(What to work on)
Lines before the one containing "Target: orange background" are left out; output the rest of the data exactly, through the final line.

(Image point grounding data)
------------------------------

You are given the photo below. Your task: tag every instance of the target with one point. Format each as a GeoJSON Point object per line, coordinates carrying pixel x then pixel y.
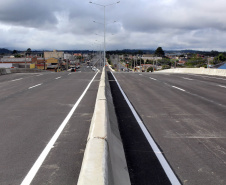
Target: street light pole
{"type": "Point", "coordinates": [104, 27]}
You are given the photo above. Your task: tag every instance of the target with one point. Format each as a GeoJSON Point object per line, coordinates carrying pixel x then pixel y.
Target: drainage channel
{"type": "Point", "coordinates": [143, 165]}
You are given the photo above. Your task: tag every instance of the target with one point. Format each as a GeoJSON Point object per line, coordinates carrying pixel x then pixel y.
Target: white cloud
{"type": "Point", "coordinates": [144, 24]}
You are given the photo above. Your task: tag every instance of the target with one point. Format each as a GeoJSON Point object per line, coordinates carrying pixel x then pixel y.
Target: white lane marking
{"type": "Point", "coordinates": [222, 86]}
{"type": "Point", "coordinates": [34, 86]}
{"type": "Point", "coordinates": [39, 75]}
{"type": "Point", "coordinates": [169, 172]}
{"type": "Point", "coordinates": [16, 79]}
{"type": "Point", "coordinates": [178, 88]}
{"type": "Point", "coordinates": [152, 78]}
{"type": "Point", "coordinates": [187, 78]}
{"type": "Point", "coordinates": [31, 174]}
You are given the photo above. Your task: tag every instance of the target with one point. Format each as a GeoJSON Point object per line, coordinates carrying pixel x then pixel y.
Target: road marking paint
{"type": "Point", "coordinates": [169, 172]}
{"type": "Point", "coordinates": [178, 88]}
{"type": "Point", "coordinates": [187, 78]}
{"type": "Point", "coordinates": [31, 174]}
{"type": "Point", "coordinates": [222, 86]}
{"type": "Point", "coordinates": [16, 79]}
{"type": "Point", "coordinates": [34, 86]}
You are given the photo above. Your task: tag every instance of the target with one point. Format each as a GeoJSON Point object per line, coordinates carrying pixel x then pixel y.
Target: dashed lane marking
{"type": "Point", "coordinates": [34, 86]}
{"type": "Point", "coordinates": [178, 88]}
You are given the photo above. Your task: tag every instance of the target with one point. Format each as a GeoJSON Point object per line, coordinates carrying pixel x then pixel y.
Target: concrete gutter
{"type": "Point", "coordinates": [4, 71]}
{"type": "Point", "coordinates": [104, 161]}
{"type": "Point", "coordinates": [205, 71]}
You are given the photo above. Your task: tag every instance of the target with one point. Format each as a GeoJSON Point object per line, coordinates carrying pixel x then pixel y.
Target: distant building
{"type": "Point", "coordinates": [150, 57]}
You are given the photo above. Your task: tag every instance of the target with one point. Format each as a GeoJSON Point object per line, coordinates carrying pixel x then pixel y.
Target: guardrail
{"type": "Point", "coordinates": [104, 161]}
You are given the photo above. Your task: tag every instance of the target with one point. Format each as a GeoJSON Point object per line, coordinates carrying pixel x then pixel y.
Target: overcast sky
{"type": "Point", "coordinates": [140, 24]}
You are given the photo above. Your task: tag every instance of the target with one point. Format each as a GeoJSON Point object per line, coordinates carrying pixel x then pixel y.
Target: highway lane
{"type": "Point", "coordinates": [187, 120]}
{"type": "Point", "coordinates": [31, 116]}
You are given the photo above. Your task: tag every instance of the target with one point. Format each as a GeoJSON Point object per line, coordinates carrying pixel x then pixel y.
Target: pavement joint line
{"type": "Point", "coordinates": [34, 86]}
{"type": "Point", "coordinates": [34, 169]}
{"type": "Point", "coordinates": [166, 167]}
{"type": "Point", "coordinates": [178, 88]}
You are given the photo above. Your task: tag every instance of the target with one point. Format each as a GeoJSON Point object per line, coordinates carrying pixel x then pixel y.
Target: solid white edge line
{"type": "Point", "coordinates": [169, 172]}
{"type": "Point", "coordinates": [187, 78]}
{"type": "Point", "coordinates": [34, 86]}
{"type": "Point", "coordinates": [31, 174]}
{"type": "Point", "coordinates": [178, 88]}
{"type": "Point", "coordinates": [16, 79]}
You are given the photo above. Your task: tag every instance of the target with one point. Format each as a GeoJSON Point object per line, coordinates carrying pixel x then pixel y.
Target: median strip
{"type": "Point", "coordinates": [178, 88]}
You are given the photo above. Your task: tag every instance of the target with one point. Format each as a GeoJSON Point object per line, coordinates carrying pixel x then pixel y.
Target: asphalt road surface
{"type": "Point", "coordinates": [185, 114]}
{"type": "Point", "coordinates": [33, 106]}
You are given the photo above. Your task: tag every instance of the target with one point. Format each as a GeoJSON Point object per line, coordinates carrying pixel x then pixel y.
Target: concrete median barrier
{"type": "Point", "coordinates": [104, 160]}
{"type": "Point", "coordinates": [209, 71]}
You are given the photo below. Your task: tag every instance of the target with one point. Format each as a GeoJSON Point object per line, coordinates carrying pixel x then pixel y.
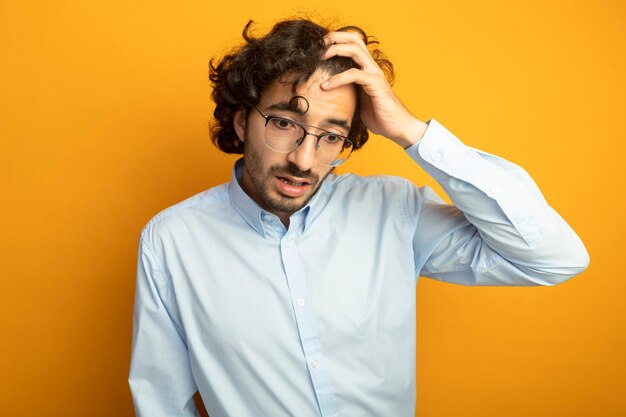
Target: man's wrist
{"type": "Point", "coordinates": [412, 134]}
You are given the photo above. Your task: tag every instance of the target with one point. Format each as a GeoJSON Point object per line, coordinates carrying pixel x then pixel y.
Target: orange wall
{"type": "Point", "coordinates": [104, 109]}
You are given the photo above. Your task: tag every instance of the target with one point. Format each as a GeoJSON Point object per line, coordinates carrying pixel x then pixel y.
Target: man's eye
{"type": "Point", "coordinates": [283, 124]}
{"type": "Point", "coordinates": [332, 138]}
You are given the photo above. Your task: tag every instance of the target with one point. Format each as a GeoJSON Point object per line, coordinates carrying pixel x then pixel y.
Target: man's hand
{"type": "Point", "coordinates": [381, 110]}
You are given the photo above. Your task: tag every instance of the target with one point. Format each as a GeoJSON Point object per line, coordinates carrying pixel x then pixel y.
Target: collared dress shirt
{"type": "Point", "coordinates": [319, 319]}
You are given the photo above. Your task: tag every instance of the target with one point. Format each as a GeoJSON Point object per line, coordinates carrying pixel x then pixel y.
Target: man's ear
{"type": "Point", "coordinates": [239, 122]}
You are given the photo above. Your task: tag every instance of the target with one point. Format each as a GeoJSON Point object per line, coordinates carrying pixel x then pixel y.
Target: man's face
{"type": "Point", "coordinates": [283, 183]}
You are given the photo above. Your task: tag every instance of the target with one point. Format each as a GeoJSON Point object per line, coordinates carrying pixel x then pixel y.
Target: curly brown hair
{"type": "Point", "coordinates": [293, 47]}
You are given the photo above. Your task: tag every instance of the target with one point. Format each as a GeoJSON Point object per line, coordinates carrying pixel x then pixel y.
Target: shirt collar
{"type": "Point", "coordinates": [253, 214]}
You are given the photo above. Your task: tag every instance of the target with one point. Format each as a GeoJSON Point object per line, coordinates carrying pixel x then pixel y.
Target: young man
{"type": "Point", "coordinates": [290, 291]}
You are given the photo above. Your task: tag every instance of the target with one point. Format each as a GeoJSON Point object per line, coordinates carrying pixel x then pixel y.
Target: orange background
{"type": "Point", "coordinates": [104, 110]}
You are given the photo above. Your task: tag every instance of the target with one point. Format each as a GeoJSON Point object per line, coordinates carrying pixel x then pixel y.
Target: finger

------------------------------

(Task response)
Target: orange background
{"type": "Point", "coordinates": [104, 110]}
You are given the photo above. Your task: tag every instance of the target with one point. Format each as a GeoJSON Point object per line, coordinates carrying pixel x then pixel y.
Target: finger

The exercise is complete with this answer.